- **Soal 1**: Salin ulang kata demi kata bagian teks bacaan tentang Sekolah Rakyat, mulai dari "Oleh Dr H ROMADLON, MM*" sampai "roda kemajuan daerah.".
- **Soal 2**: Dalam teks bacaan tentang Sekolah Rakyat, sebutkan semua nama yang dipakai untuk program pendidikan yang disiapkan Gubernur Khofifah.

- **Teks Bacaan**:
•••••

“Di balik keindahan alam Jawa Timur, ada luka yang lama tersembunyi: masih terdapat sekitar 78.000 anak usia sekolah di provinsi ini tidak pernah merasakan bangku pendidikan yang layak.”

Oleh Dr H ROMADLON, MM*
SEKOLAH Rakyat yang sedang disiapkan Gubernur Khofifah akan menjadi solusi nyata untuk mengentaskan sebanyak 78.000 Anak Jawa Timur yang masih terlantar pendidikannya. Komitmen Khofifah terhadap masa depan pendidikan Jawa Timur kembali dibuktikan melalui inisiatif “Sekolah Rakyat Ala Khofifah.”
Program ini lahir sebagai jawaban konkret atas keprihatinan terhadap 78.000 anak-anak Jawa Timur yang selama ini tercecer dari akses pendidikan formal. Dengan pendekatan berbasis komunitas dan semangat gotong royong, Sekolah Rakyat Khofifah bertekad membuka jalan bagi setiap anak untuk kembali meraih hak belajar, membangun masa depan yang lebih cerah, dan ikut menggerakkan roda kemajuan daerah.

•••••

- **Data yang Diberikan**:
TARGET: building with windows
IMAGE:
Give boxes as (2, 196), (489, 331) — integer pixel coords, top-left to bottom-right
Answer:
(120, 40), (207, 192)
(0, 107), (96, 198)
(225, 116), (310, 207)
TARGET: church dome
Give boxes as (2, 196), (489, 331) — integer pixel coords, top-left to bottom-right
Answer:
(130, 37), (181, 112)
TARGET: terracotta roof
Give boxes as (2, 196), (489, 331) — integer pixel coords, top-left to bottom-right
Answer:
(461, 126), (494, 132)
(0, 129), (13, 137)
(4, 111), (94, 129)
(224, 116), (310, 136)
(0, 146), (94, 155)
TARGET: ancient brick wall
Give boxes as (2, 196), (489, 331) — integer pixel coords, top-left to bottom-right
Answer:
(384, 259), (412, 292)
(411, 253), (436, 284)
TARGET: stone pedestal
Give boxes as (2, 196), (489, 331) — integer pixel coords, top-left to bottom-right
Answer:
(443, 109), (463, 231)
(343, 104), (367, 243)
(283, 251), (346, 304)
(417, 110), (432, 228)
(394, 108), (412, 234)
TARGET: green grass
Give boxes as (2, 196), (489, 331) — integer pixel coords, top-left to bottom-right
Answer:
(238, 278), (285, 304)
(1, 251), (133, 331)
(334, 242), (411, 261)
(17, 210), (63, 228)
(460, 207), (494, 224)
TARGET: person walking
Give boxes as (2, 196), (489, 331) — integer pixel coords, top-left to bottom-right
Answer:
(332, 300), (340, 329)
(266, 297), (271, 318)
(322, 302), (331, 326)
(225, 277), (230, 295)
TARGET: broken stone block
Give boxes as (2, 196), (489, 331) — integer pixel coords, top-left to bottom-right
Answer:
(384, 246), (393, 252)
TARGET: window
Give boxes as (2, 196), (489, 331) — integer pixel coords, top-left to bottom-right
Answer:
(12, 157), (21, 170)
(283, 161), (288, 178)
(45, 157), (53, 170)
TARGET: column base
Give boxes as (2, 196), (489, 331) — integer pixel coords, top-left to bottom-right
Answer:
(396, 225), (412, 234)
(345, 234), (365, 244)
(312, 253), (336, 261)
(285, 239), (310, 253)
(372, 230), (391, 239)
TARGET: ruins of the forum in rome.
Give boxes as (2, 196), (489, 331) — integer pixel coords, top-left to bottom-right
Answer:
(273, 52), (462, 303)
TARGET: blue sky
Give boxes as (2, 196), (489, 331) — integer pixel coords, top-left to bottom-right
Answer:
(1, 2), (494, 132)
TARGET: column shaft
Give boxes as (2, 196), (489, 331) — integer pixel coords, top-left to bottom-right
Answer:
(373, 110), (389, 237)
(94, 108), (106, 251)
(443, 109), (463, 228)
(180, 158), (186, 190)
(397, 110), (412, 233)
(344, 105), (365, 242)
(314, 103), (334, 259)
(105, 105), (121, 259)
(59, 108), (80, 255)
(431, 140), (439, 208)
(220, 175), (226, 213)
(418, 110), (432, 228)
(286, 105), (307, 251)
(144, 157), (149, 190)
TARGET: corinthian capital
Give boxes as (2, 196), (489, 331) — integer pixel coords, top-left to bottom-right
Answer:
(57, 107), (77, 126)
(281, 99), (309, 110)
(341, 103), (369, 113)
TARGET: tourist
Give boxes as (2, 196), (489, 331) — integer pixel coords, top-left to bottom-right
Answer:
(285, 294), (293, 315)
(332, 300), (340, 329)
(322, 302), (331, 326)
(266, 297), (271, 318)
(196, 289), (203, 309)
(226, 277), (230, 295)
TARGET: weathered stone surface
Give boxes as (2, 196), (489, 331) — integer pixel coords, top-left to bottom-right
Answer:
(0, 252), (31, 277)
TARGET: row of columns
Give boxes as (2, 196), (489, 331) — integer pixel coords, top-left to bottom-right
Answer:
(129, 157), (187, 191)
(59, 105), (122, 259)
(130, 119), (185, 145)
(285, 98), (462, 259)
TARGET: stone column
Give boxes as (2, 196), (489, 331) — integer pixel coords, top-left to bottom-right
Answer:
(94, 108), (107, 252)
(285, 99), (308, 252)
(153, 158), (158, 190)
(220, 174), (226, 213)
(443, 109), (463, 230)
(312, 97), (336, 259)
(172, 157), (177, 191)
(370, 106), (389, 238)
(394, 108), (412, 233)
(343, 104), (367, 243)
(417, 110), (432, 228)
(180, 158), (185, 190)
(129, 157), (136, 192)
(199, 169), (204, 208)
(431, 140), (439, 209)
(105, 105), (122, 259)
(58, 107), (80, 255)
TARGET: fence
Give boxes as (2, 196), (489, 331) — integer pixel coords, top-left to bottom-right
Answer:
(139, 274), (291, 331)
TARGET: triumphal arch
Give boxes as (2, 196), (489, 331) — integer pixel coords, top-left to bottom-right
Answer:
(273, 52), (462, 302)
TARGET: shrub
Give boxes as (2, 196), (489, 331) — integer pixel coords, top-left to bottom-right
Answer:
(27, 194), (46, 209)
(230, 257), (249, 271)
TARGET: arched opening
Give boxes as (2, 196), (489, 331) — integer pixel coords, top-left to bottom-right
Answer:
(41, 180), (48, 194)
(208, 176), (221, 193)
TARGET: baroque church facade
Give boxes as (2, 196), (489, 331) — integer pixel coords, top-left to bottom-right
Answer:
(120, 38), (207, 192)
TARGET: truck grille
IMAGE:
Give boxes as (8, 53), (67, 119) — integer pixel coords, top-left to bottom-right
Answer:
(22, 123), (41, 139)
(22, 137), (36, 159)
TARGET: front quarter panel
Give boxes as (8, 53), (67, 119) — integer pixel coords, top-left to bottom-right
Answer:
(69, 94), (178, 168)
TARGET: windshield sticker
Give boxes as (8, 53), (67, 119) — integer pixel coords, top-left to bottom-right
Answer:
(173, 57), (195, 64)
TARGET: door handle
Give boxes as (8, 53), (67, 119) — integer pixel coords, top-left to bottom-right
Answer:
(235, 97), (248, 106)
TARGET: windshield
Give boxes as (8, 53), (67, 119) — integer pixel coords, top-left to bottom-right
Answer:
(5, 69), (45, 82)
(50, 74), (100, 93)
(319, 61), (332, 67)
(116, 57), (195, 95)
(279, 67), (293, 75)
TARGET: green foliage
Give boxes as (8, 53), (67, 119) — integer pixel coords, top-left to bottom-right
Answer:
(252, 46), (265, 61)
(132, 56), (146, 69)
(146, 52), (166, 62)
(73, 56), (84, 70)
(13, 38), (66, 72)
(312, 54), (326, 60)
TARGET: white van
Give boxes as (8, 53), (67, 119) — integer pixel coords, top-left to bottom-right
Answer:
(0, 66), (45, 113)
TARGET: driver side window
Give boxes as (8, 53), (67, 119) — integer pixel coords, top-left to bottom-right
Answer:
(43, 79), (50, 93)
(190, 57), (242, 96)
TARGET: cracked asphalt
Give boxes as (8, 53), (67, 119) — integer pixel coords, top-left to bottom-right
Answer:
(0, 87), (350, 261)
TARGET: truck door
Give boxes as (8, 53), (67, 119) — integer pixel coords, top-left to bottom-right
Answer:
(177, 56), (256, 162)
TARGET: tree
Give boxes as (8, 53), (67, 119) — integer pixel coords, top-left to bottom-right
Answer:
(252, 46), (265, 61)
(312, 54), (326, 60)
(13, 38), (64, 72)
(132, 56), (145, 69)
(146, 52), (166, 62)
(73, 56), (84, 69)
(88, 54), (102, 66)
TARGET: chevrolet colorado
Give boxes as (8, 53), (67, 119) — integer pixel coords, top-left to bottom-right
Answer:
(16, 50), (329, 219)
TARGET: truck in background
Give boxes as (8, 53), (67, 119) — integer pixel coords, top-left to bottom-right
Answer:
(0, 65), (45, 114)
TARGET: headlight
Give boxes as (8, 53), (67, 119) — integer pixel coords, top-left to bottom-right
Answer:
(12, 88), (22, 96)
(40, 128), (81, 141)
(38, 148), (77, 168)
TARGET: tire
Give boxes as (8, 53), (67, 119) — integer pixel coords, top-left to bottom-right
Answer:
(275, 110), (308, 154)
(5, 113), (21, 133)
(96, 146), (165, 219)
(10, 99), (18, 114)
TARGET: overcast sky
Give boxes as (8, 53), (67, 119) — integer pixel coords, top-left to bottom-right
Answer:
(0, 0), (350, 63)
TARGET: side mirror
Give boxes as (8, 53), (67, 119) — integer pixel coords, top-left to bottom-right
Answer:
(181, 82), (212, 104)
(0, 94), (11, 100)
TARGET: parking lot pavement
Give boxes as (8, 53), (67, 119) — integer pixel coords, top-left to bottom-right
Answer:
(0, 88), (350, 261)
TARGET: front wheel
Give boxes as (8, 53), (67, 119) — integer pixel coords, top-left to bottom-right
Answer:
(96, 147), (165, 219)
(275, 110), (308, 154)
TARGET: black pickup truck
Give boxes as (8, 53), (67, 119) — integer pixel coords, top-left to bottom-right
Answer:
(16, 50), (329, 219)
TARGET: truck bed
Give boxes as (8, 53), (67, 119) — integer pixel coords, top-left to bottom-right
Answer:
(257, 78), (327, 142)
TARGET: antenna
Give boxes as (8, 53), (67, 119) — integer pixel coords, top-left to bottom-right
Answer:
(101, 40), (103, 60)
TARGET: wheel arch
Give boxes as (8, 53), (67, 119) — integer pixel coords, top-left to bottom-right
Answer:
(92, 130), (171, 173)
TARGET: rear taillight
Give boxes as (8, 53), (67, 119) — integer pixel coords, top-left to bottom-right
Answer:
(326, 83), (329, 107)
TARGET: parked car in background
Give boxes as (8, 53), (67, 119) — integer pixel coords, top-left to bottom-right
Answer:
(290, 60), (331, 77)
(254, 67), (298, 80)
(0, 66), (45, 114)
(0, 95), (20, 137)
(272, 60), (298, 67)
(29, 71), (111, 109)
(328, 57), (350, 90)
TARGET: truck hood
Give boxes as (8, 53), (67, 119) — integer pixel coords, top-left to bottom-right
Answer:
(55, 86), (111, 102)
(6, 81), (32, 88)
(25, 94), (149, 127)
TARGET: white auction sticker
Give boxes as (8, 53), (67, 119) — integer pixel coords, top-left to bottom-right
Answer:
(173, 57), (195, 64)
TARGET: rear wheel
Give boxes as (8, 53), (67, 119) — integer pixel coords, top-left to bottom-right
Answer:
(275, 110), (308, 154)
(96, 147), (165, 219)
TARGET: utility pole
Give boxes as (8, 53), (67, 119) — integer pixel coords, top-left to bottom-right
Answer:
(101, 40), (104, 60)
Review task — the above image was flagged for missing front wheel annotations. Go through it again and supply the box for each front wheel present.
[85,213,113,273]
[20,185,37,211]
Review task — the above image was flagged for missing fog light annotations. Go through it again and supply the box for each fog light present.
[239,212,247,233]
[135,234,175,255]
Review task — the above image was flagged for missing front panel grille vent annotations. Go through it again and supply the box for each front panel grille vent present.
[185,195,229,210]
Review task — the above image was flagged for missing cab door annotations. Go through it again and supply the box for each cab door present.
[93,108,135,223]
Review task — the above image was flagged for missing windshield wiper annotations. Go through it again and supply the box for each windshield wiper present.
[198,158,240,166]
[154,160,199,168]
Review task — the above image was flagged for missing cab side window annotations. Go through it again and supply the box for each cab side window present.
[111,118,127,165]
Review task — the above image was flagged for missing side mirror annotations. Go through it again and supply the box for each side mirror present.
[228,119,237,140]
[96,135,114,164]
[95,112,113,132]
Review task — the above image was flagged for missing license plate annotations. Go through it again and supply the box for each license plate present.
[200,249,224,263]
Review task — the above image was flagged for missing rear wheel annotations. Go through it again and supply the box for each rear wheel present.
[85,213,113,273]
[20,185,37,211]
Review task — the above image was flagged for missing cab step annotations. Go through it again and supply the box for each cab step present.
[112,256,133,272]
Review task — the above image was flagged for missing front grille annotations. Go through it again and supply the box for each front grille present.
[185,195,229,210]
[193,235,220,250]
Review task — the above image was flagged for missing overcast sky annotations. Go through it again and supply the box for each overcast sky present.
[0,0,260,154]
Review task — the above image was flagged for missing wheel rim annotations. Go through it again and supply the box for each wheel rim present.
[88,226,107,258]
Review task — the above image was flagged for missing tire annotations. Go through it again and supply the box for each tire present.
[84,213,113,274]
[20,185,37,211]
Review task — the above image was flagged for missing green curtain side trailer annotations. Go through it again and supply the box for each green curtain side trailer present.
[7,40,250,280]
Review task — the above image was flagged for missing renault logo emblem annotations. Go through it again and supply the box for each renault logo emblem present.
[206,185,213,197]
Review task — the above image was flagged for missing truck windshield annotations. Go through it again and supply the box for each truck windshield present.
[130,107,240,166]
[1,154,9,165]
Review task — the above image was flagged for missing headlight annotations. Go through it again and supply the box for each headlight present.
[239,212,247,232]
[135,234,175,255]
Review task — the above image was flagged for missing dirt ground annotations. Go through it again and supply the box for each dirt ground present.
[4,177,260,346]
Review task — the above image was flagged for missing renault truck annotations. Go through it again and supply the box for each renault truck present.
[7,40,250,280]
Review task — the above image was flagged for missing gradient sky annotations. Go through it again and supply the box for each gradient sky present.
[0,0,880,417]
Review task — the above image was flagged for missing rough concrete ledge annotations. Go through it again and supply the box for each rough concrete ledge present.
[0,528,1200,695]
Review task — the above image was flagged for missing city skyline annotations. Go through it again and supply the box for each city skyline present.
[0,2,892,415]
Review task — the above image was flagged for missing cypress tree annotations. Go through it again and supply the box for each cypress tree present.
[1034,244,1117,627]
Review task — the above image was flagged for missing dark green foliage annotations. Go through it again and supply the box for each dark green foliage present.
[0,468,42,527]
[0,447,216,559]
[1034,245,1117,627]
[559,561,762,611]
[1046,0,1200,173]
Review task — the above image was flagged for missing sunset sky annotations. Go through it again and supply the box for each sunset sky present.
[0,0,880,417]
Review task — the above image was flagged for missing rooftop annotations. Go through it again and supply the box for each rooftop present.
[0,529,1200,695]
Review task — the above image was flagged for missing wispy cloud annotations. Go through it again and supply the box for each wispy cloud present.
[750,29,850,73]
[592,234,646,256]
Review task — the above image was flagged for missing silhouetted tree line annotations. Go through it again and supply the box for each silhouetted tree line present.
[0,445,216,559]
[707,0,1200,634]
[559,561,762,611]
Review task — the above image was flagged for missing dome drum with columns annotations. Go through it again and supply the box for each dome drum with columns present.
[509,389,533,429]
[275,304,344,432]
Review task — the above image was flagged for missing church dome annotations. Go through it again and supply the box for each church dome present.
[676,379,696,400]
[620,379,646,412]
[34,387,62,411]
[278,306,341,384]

•••••

- **Pembahasan Jawaban 1**:
Oleh Dr H ROMADLON, MM*
SEKOLAH Rakyat yang sedang disiapkan Gubernur Khofifah akan menjadi solusi nyata untuk mengentaskan sebanyak 78.000 Anak Jawa Timur yang masih terlantar pendidikannya. Komitmen Khofifah terhadap masa depan pendidikan Jawa Timur kembali dibuktikan melalui inisiatif “Sekolah Rakyat Ala Khofifah.”
Program ini lahir sebagai jawaban konkret atas keprihatinan terhadap 78.000 anak-anak Jawa Timur yang selama ini tercecer dari akses pendidikan formal. Dengan pendekatan berbasis komunitas dan semangat gotong royong, Sekolah Rakyat Khofifah bertekad membuka jalan bagi setiap anak untuk kembali meraih hak belajar, membangun masa depan yang lebih cerah, dan ikut menggerakkan roda kemajuan daerah.

- **Pembahasan Jawaban 2**:
- Sekolah Rakyat
- Sekolah Rakyat Ala Khofifah
- Sekolah Rakyat Khofifah